What the task asks:
Answer these questions from the forum thread below about a tractor that is not charging:
(a) What voltage system does the tractor have?
(b) What voltage did the battery read at full charge after it was load tested?
(c) According to RC Wells, what does the original Ford ammeter use internally?

Given passage:

# tractor not charging



## pie (Mar 24, 2018)

having trouble with charging system on 6n. with positive hooked up to ground on generator,and negative hooked up to field on generator, it makes the magnets inside the generator activate. with tractor running the output of generator is 15 volts. but when I hook it up to voltage regulator.it only puts out 5 volts to battery. everthing ive read says it should be 7 -8 volts . and my autometer on tractor stays at 0.(it is a 6volt system) any help would be great


----------



## pie (Mar 24, 2018)

and the regulator is new


----------



## FredM (Nov 18, 2015)

take the regulator to point of purchase and have them test it, or adjust the regulator yourself


----------



## pie (Mar 24, 2018)

if the battery is at full charge well it stop charging until it drops charge


----------



## FredM (Nov 18, 2015)

been to long to give you the actual voltage when a battery is fully charged, but there will be equal or slightly more charge coming to the battery when the generator is working.

I could do a search on some of my older electrical books, but someone else will tell you the charge rate.


----------



## pie (Mar 24, 2018)

I have no amps on my ammeter. and my volts are 5 1/2. the generator is good it puts out 15 -25 volts when I bypass regulater . put load tested on battery and it was good its at full charge 6.25 volts.


----------



## FredM (Nov 18, 2015)

have you checked the amp meter circuit to see if this is still intact ?, when you turn on the ignition, does the amp meter show a slight discharge ?, if you have a multimeter you could check the amp meter to see if you have voltage across the poles, do this check with the ignition on and engine not running.

If the system is ok, when you start the engine there will be a drain on the battery and when the engine starts, you should see an amperage output on the positive side to replace the current drain on the battery when starting.


----------



## RC Wells (Dec 26, 2008)

Have you polarized the regulator so it will charge the battery? This requires a quick jump. Here is a handy guide: http://www.ntractorclub.com/howtos/pdfs/Testing-Replacing-Polarizing-8N-Voltage-Regulator.pdf

The original Ford ammeter uses an internal shunt. When the shunt burns out or breaks the ammeter will not pass current to the battery.


----------



## willys55 (Oct 13, 2016)

RC Wells said:


> Have you polarized the regulator so it will charge the battery? This requires a quick jump. Here is a handy guide: http://www.ntractorclub.com/howtos/pdfs/Testing-Replacing-Polarizing-8N-Voltage-Regulator.pdf
> 
> The original Ford ammeter uses an internal shunt. When the shunt burns out or breaks the ammeter will not pass current to the battery.


this is what I was thinking


----------



## pie (Mar 24, 2018)

Listing:
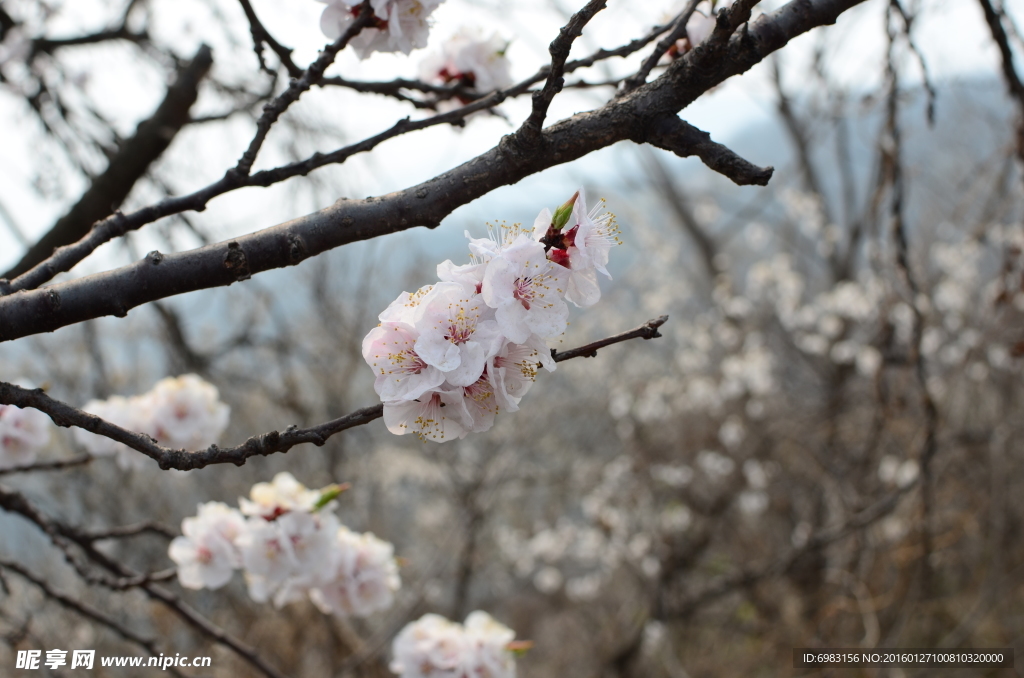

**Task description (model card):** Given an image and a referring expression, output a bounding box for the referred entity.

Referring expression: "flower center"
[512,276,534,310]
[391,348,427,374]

---

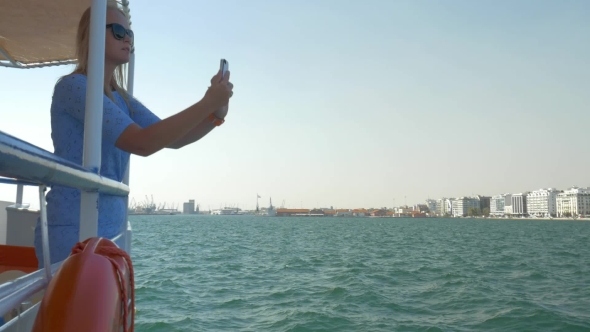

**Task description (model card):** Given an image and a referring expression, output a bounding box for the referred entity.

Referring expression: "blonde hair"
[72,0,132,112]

Solution for this problem:
(a) It is a 6-volt system.
(b) The battery read 6.25 volts.
(c) It uses an internal shunt.